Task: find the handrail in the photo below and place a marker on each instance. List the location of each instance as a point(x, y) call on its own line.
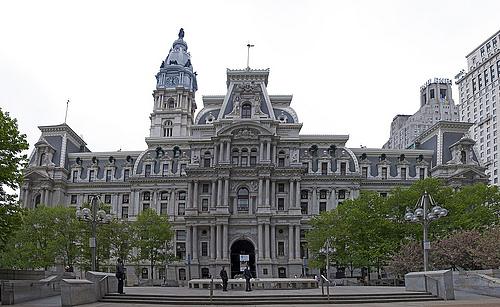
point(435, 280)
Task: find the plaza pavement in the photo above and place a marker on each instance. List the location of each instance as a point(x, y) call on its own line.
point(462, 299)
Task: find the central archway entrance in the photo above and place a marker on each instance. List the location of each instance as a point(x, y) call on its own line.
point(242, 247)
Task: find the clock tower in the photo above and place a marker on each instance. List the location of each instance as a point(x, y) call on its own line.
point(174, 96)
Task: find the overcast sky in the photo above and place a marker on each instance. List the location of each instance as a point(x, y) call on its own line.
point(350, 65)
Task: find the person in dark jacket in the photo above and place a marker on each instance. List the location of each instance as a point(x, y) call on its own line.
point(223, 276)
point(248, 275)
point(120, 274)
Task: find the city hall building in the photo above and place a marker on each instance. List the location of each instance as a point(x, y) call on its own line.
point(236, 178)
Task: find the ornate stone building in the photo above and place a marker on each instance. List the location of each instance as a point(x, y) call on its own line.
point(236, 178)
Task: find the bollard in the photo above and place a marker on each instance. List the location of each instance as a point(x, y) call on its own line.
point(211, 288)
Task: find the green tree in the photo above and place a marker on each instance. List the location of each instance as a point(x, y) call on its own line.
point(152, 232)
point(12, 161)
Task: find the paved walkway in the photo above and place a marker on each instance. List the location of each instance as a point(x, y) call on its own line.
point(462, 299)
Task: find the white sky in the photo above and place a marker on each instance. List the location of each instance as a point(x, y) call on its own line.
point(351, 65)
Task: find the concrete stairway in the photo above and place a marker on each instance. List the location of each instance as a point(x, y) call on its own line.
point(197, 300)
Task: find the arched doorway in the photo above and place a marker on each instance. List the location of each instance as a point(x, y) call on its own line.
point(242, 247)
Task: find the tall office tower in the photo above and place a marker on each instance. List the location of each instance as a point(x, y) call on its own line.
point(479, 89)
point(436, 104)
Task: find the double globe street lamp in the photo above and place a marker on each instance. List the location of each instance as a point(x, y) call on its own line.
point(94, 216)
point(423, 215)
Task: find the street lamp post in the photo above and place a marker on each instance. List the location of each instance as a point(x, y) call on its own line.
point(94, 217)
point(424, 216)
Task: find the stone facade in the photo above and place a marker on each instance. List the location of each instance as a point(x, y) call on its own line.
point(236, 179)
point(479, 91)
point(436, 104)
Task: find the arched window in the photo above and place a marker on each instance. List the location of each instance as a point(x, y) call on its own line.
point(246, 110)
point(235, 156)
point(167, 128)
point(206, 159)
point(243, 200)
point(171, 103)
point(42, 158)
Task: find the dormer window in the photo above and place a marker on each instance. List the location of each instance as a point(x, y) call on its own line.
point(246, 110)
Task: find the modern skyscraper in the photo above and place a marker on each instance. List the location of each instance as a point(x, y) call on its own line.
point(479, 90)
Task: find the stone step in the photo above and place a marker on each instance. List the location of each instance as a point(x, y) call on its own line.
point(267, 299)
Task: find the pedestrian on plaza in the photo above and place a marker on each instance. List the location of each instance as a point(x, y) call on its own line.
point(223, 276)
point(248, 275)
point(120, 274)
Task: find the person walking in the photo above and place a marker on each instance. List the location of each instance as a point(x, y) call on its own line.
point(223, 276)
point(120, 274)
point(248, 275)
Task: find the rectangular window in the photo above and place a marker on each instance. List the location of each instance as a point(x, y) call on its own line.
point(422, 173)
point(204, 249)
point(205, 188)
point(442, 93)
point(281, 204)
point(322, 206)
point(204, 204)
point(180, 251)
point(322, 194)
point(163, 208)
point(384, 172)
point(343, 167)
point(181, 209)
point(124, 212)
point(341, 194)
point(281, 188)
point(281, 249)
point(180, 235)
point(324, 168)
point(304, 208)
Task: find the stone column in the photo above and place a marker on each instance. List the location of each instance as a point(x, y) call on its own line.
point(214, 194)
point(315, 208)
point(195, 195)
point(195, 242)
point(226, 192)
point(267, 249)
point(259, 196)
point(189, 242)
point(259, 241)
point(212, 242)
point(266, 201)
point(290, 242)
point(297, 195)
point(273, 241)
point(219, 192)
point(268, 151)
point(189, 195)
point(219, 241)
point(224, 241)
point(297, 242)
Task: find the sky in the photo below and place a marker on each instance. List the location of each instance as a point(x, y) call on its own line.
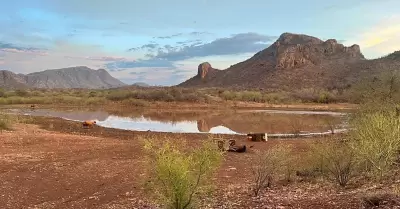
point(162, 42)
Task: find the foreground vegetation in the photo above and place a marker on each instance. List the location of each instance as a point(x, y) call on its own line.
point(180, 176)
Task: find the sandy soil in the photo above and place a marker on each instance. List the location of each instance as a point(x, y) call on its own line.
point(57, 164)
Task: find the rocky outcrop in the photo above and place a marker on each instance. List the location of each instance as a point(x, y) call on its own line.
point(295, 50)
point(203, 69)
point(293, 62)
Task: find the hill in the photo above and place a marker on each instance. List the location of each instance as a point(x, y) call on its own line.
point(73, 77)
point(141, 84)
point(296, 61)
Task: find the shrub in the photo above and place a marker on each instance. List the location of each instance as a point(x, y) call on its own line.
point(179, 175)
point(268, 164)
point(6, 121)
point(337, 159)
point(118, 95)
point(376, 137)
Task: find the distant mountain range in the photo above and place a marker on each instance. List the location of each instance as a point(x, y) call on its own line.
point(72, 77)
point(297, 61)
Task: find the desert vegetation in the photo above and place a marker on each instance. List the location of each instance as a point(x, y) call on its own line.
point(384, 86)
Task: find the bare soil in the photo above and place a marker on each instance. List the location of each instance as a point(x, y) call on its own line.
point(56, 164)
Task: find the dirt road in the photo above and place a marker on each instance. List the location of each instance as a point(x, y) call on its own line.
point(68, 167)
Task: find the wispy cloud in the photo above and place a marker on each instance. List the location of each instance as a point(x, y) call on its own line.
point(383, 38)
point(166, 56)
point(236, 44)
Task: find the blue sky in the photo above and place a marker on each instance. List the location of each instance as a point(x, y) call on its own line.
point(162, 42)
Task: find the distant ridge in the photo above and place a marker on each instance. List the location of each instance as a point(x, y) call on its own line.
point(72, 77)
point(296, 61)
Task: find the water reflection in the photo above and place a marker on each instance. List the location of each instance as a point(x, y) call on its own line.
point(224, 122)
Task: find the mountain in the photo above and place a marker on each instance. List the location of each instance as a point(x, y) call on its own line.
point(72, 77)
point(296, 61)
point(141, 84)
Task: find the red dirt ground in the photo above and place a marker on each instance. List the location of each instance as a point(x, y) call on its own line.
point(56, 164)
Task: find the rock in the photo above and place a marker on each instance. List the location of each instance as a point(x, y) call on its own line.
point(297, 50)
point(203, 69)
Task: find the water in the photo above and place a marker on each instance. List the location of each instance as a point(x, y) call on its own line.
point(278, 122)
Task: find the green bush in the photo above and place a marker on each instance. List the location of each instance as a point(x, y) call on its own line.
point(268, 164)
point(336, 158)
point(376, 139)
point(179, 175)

- **Directive**:
Format all the rows above as a Markdown table with the columns "No." and "Text", one numbered line per table row and no blank lines. Leave out the pictures.

- **Answer below**:
| No. | Text |
|---|---|
| 1 | Task: find the handrail in the photo below and place a marker on each instance. List the location of each instance as a point(x, y) call on its own line. |
| 2 | point(435, 280) |
| 3 | Task: find the plaza pavement in the photo above and place a marker on each instance. List the location of each instance as a point(x, y) call on its own line. |
| 4 | point(462, 299) |
| 5 | Task: find the central archway entrance in the photo above and place a marker on each instance. List the location of each instance as a point(x, y) call on its own line. |
| 6 | point(242, 247) |
| 7 | Task: find the clock tower in the photo above and place a marker on each instance. List the location of each instance as a point(x, y) call on its own line. |
| 8 | point(174, 96) |
| 9 | Task: find the overcast sky in the photo above and place a marker on each instance. List the location of each instance as a point(x, y) call on its own line. |
| 10 | point(350, 65) |
| 11 | Task: find the person in dark jacket in the photo above and place a marker on each instance. List the location of each instance as a point(x, y) call on its own line. |
| 12 | point(223, 276) |
| 13 | point(248, 275) |
| 14 | point(120, 274) |
| 15 | Task: find the city hall building in the photo above and place a marker on each instance. List the location of each instance as a point(x, y) call on its own line. |
| 16 | point(236, 178) |
| 17 | Task: find the ornate stone building in the photo above and place a marker on each instance. List the location of each instance as a point(x, y) call on its own line. |
| 18 | point(236, 178) |
| 19 | Task: find the bollard in the photo above and place a marker on each instance. List the location of each instance as a point(x, y) call on its own line. |
| 20 | point(211, 288) |
| 21 | Task: find the green tree in the photo above and place a marker on each instance. List the location of each instance as a point(x, y) call on its own line. |
| 22 | point(152, 232) |
| 23 | point(12, 161) |
| 24 | Task: find the paved walkway in the photo above and place a marker on each instance. List the location of each instance as a point(x, y) call on its own line. |
| 25 | point(462, 299) |
| 26 | Task: find the white sky in the photo above and place a marker on each instance. List the location of each instance as a point(x, y) call on its own line. |
| 27 | point(351, 65) |
| 28 | Task: find the concrete stairway in the photo above and place a marker on each instance. List the location of each instance as a point(x, y) call on its own line. |
| 29 | point(197, 300) |
| 30 | Task: find the arched doorway in the photo above and place a marker on each instance. List the location of each instance as a point(x, y) call on its own line. |
| 31 | point(242, 247) |
| 32 | Task: find the tall office tower in the photo above and place a marker on each instance. List the location of each instance as a point(x, y) call on its own line. |
| 33 | point(479, 89) |
| 34 | point(436, 104) |
| 35 | Task: find the double globe street lamp in the photo above and place a marker on each instance. List the location of each instance as a point(x, y) call on its own line. |
| 36 | point(94, 216) |
| 37 | point(423, 215) |
| 38 | Task: find the street lamp post in the photo above and place a marker on each instance. List the location of each instance as a point(x, y) call on its own line. |
| 39 | point(94, 217) |
| 40 | point(424, 216) |
| 41 | Task: find the stone facade in the photo above and place a marker on each instance. List the location of each instance as a point(x, y) call on its own line. |
| 42 | point(236, 179) |
| 43 | point(479, 91) |
| 44 | point(436, 104) |
| 45 | Task: find the arched window in the photo above and place a marker on each instance. List the location of each instance as a point(x, y) call on its own line. |
| 46 | point(246, 110) |
| 47 | point(235, 156) |
| 48 | point(167, 128) |
| 49 | point(206, 159) |
| 50 | point(243, 200) |
| 51 | point(171, 103) |
| 52 | point(42, 158) |
| 53 | Task: find the dormer window in the photo above and place a marker on each instance. List the location of each instance as a point(x, y) call on its own line. |
| 54 | point(246, 110) |
| 55 | Task: find the modern skyscraper in the photo above and place a marker on each instance. List the location of each instance as a point(x, y) call on its own line. |
| 56 | point(479, 90) |
| 57 | Task: find the stone step in the photo above and place a marker on each instance. List the location of each instance as a point(x, y) call on its own line. |
| 58 | point(267, 299) |
| 59 | Task: find the pedestrian on plaza in the photo above and place a marker on each instance. List the location of each instance as a point(x, y) call on its own line. |
| 60 | point(223, 276) |
| 61 | point(248, 275) |
| 62 | point(120, 274) |
| 63 | Task: find the person walking in the photo above and place a marker on each instance. List the location of each instance as a point(x, y) call on its own line. |
| 64 | point(223, 276) |
| 65 | point(120, 274) |
| 66 | point(248, 275) |
| 67 | Task: find the rectangular window in the photo above and place a marker on each instance. List the location of each instance as a point(x, y) call on its own line. |
| 68 | point(422, 173) |
| 69 | point(204, 249) |
| 70 | point(205, 188) |
| 71 | point(442, 93) |
| 72 | point(281, 204) |
| 73 | point(322, 206) |
| 74 | point(204, 204) |
| 75 | point(180, 251) |
| 76 | point(322, 194) |
| 77 | point(163, 208) |
| 78 | point(384, 172) |
| 79 | point(343, 167) |
| 80 | point(181, 209) |
| 81 | point(124, 212) |
| 82 | point(341, 194) |
| 83 | point(281, 188) |
| 84 | point(281, 249) |
| 85 | point(180, 235) |
| 86 | point(324, 168) |
| 87 | point(304, 208) |
| 88 | Task: find the stone column in the photo above and place a marker on each instance. List the location of each instance as a point(x, y) call on its own line. |
| 89 | point(214, 194) |
| 90 | point(315, 208) |
| 91 | point(195, 195) |
| 92 | point(195, 242) |
| 93 | point(226, 192) |
| 94 | point(267, 249) |
| 95 | point(259, 196) |
| 96 | point(189, 242) |
| 97 | point(259, 241) |
| 98 | point(212, 242) |
| 99 | point(266, 201) |
| 100 | point(290, 242) |
| 101 | point(297, 195) |
| 102 | point(273, 241) |
| 103 | point(219, 192) |
| 104 | point(268, 151) |
| 105 | point(189, 195) |
| 106 | point(219, 241) |
| 107 | point(224, 241) |
| 108 | point(297, 242) |
| 109 | Task: find the sky in the photo below and place a marker on each instance. List the location of each instance as a point(x, y) call on its own line. |
| 110 | point(162, 42) |
| 111 | Task: find the foreground vegetation in the photo above and place a marker on each instance. List the location of each instance as a point(x, y) call on its own line. |
| 112 | point(180, 176) |
| 113 | Task: find the sandy soil in the photo above and place a marker on each instance. List the location of each instance as a point(x, y) call on its own line. |
| 114 | point(57, 164) |
| 115 | Task: find the rocky outcrop in the photo above and place a marker on each instance. List the location of each instance as a point(x, y) call on its own line. |
| 116 | point(295, 50) |
| 117 | point(203, 69) |
| 118 | point(293, 62) |
| 119 | Task: find the hill in the photo above and place a marker on each instance. List the location of each instance as a point(x, y) call on its own line. |
| 120 | point(73, 77) |
| 121 | point(141, 84) |
| 122 | point(296, 61) |
| 123 | Task: find the shrub in the photo above and place a marker on each instance. List the location of each instance as a point(x, y) call on its own line. |
| 124 | point(179, 175) |
| 125 | point(268, 164) |
| 126 | point(6, 121) |
| 127 | point(337, 159) |
| 128 | point(118, 95) |
| 129 | point(376, 137) |
| 130 | Task: find the distant mountain range in the photo above and place a marker on each instance. List the location of each instance as a point(x, y) call on its own line. |
| 131 | point(72, 77) |
| 132 | point(297, 61) |
| 133 | Task: find the desert vegetation in the photo above and place a marker on each instance. List the location of each instance as a point(x, y) call on its own line. |
| 134 | point(384, 86) |
| 135 | Task: find the bare soil in the photo above and place a marker on each instance. List the location of each instance as a point(x, y) call on its own line. |
| 136 | point(56, 164) |
| 137 | Task: find the dirt road in the photo above and place a marker on each instance. List the location of each instance as a point(x, y) call on its own line. |
| 138 | point(68, 167) |
| 139 | Task: find the wispy cloud in the photo above and place a marker on each instance. List the location of each instance as a point(x, y) call on its own line. |
| 140 | point(383, 38) |
| 141 | point(166, 56) |
| 142 | point(236, 44) |
| 143 | Task: find the blue sky in the photo above and place a marker on each instance. List the location of each instance as a point(x, y) call on its own line. |
| 144 | point(162, 42) |
| 145 | Task: find the distant ridge in the photo above and place a marker on each instance. List the location of each instance as a point(x, y) call on its own line. |
| 146 | point(72, 77) |
| 147 | point(296, 61) |
| 148 | Task: find the water reflection in the photo above and place a marker on each instance. List the location of each instance as a point(x, y) call on its own line. |
| 149 | point(224, 122) |
| 150 | Task: find the mountain in the photo above and place a marker on each instance. List the location of each instance as a point(x, y) call on its own line. |
| 151 | point(72, 77) |
| 152 | point(296, 61) |
| 153 | point(141, 84) |
| 154 | Task: find the red dirt ground in the photo above and place a marker on each instance. List the location of each instance as a point(x, y) call on its own line. |
| 155 | point(56, 164) |
| 156 | Task: find the rock in the photo above and place a marker on each instance. List the location of each instance as a point(x, y) call on its own line. |
| 157 | point(297, 50) |
| 158 | point(203, 69) |
| 159 | Task: find the water in the photo above and place a marker on each instance. List the location of each instance as a point(x, y) call on its own line. |
| 160 | point(278, 122) |
| 161 | Task: find the green bush in the photo above and place a marker on each instance. List the location of each instance as a point(x, y) call on its own line. |
| 162 | point(268, 164) |
| 163 | point(336, 158) |
| 164 | point(376, 139) |
| 165 | point(179, 175) |